━━ INFORMATION SHOWN ━━
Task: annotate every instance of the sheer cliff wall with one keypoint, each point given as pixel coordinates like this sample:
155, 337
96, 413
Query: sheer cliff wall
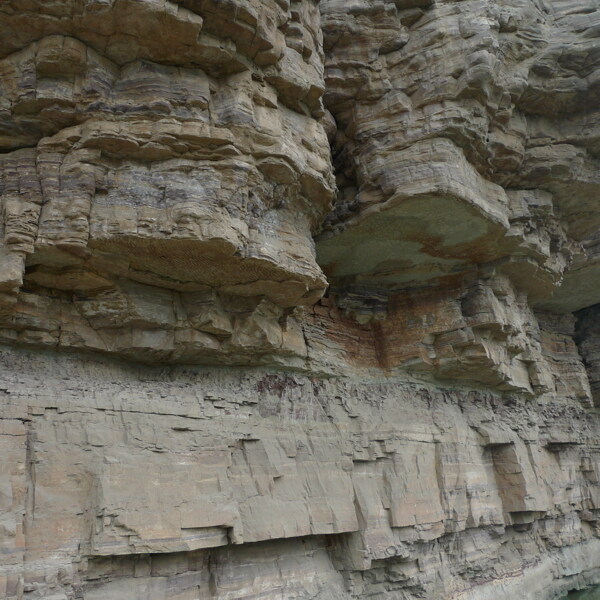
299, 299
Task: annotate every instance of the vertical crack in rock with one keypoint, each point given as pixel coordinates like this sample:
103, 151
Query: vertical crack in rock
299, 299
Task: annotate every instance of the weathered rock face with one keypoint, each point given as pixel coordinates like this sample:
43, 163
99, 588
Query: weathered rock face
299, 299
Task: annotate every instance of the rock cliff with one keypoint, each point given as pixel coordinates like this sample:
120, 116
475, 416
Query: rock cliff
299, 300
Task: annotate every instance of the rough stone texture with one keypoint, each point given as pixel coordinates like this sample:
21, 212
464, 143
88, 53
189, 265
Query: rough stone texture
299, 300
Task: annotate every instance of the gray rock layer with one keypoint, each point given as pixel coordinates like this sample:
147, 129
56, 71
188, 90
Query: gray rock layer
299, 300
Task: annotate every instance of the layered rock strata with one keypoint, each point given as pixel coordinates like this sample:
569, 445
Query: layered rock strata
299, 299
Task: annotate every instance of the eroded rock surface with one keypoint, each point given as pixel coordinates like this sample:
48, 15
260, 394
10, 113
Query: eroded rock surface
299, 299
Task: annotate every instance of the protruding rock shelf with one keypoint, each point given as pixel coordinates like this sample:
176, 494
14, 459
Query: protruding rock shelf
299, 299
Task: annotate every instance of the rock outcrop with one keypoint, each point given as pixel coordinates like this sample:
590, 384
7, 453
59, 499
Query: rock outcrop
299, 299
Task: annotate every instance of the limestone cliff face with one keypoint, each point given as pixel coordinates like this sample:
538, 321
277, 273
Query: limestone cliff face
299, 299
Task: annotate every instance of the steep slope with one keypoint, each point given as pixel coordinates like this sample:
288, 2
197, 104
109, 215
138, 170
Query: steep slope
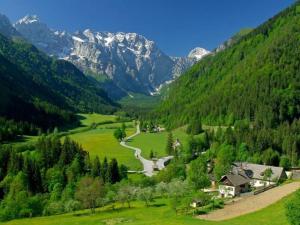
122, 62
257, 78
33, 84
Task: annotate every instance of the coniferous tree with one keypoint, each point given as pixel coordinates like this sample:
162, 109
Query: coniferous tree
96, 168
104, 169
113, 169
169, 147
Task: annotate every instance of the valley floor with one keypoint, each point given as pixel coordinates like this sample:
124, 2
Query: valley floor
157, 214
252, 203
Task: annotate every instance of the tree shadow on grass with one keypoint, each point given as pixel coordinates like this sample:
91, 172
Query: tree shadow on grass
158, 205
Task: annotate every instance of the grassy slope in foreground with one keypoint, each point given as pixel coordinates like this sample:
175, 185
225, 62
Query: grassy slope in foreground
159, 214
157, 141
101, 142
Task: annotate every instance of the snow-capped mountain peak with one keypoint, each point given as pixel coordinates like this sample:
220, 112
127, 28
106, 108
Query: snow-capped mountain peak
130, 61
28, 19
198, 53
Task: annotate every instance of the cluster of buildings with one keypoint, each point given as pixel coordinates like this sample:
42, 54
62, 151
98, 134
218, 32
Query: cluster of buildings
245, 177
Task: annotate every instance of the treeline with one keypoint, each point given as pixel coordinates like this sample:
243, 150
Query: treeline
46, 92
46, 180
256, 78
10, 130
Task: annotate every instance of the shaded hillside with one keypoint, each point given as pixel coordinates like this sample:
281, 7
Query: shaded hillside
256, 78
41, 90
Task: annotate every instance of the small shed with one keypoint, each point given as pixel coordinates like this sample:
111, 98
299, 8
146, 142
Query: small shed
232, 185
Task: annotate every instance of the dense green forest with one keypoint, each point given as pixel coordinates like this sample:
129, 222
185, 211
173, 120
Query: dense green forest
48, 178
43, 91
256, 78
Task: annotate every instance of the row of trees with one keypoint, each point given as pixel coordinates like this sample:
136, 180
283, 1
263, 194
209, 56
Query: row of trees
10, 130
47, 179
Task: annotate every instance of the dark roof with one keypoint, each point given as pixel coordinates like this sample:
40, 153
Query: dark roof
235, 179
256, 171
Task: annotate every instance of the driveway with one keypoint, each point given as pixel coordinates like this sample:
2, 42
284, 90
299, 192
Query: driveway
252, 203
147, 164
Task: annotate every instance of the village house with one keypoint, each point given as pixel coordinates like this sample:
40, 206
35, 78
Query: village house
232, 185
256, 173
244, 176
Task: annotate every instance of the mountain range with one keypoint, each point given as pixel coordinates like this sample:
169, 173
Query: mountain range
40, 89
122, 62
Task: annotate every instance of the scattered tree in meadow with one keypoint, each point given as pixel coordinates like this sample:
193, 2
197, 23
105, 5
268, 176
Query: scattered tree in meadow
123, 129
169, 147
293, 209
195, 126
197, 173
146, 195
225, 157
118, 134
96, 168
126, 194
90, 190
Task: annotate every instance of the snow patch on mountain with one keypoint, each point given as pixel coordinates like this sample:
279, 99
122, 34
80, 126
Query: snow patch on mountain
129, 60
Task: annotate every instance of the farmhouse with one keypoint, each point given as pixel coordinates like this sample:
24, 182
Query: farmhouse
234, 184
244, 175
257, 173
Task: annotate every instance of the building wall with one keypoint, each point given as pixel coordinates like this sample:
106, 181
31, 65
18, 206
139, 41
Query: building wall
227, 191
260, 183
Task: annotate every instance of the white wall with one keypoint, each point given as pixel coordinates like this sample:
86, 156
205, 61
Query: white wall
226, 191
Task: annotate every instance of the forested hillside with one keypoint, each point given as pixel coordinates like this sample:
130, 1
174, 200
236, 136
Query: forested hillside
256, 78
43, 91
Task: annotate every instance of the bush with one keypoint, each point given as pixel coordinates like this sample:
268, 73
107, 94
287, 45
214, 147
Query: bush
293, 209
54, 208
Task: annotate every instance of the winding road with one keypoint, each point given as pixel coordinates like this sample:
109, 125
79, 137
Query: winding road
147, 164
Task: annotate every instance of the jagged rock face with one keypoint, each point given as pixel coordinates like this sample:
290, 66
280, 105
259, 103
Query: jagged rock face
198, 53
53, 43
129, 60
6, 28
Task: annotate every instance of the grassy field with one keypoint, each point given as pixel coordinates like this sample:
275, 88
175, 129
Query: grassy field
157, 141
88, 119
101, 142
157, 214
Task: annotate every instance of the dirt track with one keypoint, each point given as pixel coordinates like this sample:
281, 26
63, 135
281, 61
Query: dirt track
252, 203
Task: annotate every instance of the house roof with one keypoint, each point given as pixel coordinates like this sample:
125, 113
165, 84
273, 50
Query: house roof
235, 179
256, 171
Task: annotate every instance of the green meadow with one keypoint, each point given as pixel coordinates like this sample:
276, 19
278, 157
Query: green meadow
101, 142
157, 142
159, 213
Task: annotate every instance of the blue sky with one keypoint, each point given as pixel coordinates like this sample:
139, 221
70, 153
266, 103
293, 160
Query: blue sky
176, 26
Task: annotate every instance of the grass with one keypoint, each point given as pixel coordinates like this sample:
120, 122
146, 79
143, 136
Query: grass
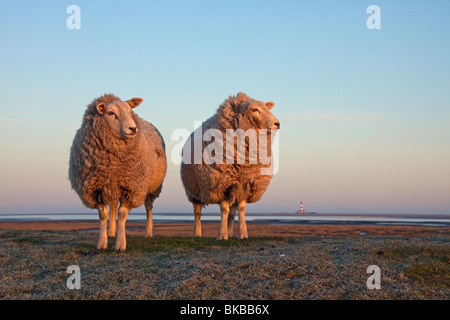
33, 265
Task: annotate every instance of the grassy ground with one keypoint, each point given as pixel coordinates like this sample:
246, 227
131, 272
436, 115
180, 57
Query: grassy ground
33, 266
━━━
_ACTION ITEM_
Except for the pictures, set down each line of the records exactly as it appears.

_EXPECTED ANSWER_
Task: annotate every instance of the sheer cliff wall with one keypoint, each point given as pixel coordinates like this sample:
155, 337
96, 413
Query: sheer cliff wall
299, 299
Task: annotate every instance of the vertical crack in rock with one keypoint, each point given as pixel coordinates like this sample:
103, 151
Query: vertical crack in rock
299, 299
Task: annotate every instance of the weathered rock face with one keypoint, each point given as pixel coordinates like this sample:
43, 163
99, 588
Query: weathered rock face
299, 299
Task: annotate every instance of the rock cliff with one keypoint, each point given as pixel coordinates like this sample:
120, 116
475, 416
Query: rock cliff
299, 300
Task: annotate every instance of the rough stone texture with one keypoint, each point given as pixel coordinates like this sample:
21, 212
464, 143
88, 53
189, 265
Query: rough stone texture
299, 300
Task: annotate every instance of the gray rock layer with one keypoint, each point given as pixel coordinates like this sample:
147, 129
56, 71
188, 90
Query: gray rock layer
299, 300
Task: annotate every instance of the layered rock strata with one keypoint, each point given as pixel coordinates like this sample:
569, 445
Query: layered rock strata
299, 299
Task: annotate every instance of the eroded rock surface with one keypoint, each point given as pixel coordinates like this sample:
48, 15
260, 394
10, 113
Query: eroded rock surface
299, 299
Task: annotate every instance of the protruding rock shelf with one keypoint, each point given as pixel coordinates like this sample:
176, 494
14, 459
Query: protruding rock shelf
299, 299
Task: annotate every instance of the rock outcrop with one keypoint, each point given as pixel coordinates like this sample:
590, 384
7, 453
59, 499
Query: rock outcrop
299, 299
Task: annotate every instance of the limestone cliff face with one keypoint, each point given as pixel coordinates like this sample:
538, 321
277, 273
Query: limestone cliff face
299, 299
Task: annotate every instance of the steep slope with one keypoint, each point given as pixel coordinates like this sample:
288, 2
197, 104
109, 215
138, 170
Query: steep slope
122, 62
257, 78
33, 84
Task: annotate every instance of the coniferous tree with one keypoint, each point given as pixel coordinates like this sample:
162, 109
Query: coniferous tree
96, 168
104, 169
113, 169
169, 147
Task: annotate every instance of the valley floor with one keypoint, each point given as pixel coordinates like this sample:
124, 2
Query: valley floor
157, 214
252, 203
Task: annotate every instance of the tree shadow on grass with one keypoint, each point given as pixel coordinates like this sample:
91, 172
Query: tree shadow on grass
158, 205
Task: annotate every instance of the grassy slope in foreground with one keypoint, each point given as pixel coordinates like this sample:
175, 185
225, 62
Query: grassy slope in foreground
159, 214
157, 141
101, 142
Task: annotate every instance of the snow-capped mountain peak with one keypoint, each point given as pixel coordinates like this sample:
220, 112
127, 28
106, 108
Query: snow-capped mountain peak
130, 61
28, 19
198, 53
Task: annotate every instance of the cluster of buildings with one keypoint, each point given as pixel coordinates like this sample:
42, 54
62, 151
98, 134
218, 32
Query: cluster of buildings
245, 177
Task: annotate every instance of the treeline with one keypoint, each point given as pixel coordinates like this sample:
243, 150
Query: treeline
46, 92
46, 180
256, 78
10, 130
Task: annotate every instance of the shaded hillside with one keypoint, each point given as pixel coordinates like this sample:
281, 7
Query: shaded hillside
256, 78
41, 90
Task: annotate every instance of the small shed with one keypoint, each point given as pixel coordinates like this sample:
111, 98
299, 8
146, 142
Query: small shed
232, 185
Task: annotate every instance of the dense green forest with one keypoint, each point given as pixel coordinates like this sample:
129, 222
185, 211
173, 120
Query: dense green forest
48, 178
43, 91
256, 78
Task: annotate every instance of the row of trees with one keypoint, each point given as pixel coordinates like this sample:
136, 180
283, 1
263, 194
209, 56
Query: row of trees
10, 130
47, 179
Task: annotate every instance of the dark roof with one keypoint, each point given as pixel coordinates like this sample:
40, 153
Query: dark roof
235, 179
256, 171
Task: annotate every instance of the driveway with one keypoint, each point given as pixel coordinates like this sample:
2, 42
284, 90
299, 192
Query: driveway
252, 203
147, 164
Task: annotate every instance of the village house with one keypoint, each point given as pixel coordinates like this sample:
40, 206
35, 78
Query: village house
232, 185
256, 173
244, 176
Task: annotate every instance of the mountain range with one keypoint, each point given as pixel coordinates like this sample:
169, 173
Query: mountain range
40, 89
122, 62
Task: annotate every instance of the scattered tree in meadow with one keypoint, each point given as pixel coordinates like this sample:
193, 2
197, 23
105, 5
268, 176
Query: scattered tree in meadow
123, 129
169, 147
293, 209
195, 126
197, 173
146, 195
225, 157
118, 134
96, 168
126, 194
90, 190
Task: annotate every instance of the snow patch on mountain with one keypoint, each point given as pixel coordinates like this sample:
279, 99
122, 34
80, 126
Query: snow patch on mountain
129, 60
Task: annotate every instance of the farmhouse with one keypoint, each point given as pixel coordinates like this sample:
24, 182
Query: farmhouse
234, 184
244, 175
257, 173
Task: annotate every instance of the building wall with one keypoint, each point given as pixel coordinates like this sample:
106, 181
31, 65
18, 206
139, 41
Query: building wall
227, 191
260, 183
Task: annotate every instance of the white wall with one keypoint, each point given as pixel coordinates like this sample:
86, 156
205, 61
Query: white wall
226, 191
Task: annotate every instance of the forested hillside with one keypoint, each point given as pixel coordinates like this sample:
130, 1
174, 200
236, 136
Query: forested hillside
256, 78
43, 91
Task: annotate every instance of the bush with one keypoint, each point given as pixel coordinates like this sample:
268, 73
107, 94
287, 45
214, 147
Query: bush
293, 209
54, 208
Task: annotate every instance of the winding road with one keypoint, each point given as pixel coordinates like this sample:
109, 125
79, 137
Query: winding road
147, 164
Task: annotate every instance of the jagged rock face with one keypoint, each point given as pixel coordinates like this sample:
290, 66
280, 105
259, 103
Query: jagged rock face
198, 53
53, 43
129, 60
6, 28
Task: annotate every instance of the grassy field with one keypoint, each point given as pixel coordinates like this sample:
275, 88
175, 129
Query: grassy field
157, 141
88, 119
101, 142
157, 214
Task: annotate every instance of the dirt track with one keypoint, each point given as pixel coordinates like this sample:
281, 26
63, 135
281, 61
Query: dirt track
252, 203
Task: annotate every instance of the house roof with one keypoint, each point given as pixel coordinates like this sample:
125, 113
165, 84
273, 50
Query: house roof
235, 179
256, 171
Task: annotate every instance of the green meadow with one keypoint, each point given as pixel coordinates like this sample:
276, 19
278, 157
Query: green meadow
101, 142
157, 142
159, 213
Task: annotate every instance of the blue sky with one keypoint, each point given as pixel coordinates like this sample:
139, 221
70, 153
266, 103
293, 160
Query: blue sky
176, 26
Task: annotate every instance of the grass with one keypoint, each point given as pixel coordinates like this sample:
120, 122
146, 79
143, 136
Query: grass
33, 265
Task: annotate every instance of the grassy ground with one keypoint, each point given as pixel coordinates like this sample:
246, 227
131, 272
436, 115
180, 57
Query: grassy ground
33, 266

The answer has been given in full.